Aim –
Rewrite the data with "branch" changed to "limb" and everything else left the same.

## begin Records to use

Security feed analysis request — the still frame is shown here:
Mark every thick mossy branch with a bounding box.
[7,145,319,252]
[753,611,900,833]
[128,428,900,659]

## end Records to use

Correct response –
Security feed analysis request — the still frame is shown here:
Mark every thick mossy limb with a bounding box.
[7,145,319,252]
[753,611,900,833]
[128,428,900,659]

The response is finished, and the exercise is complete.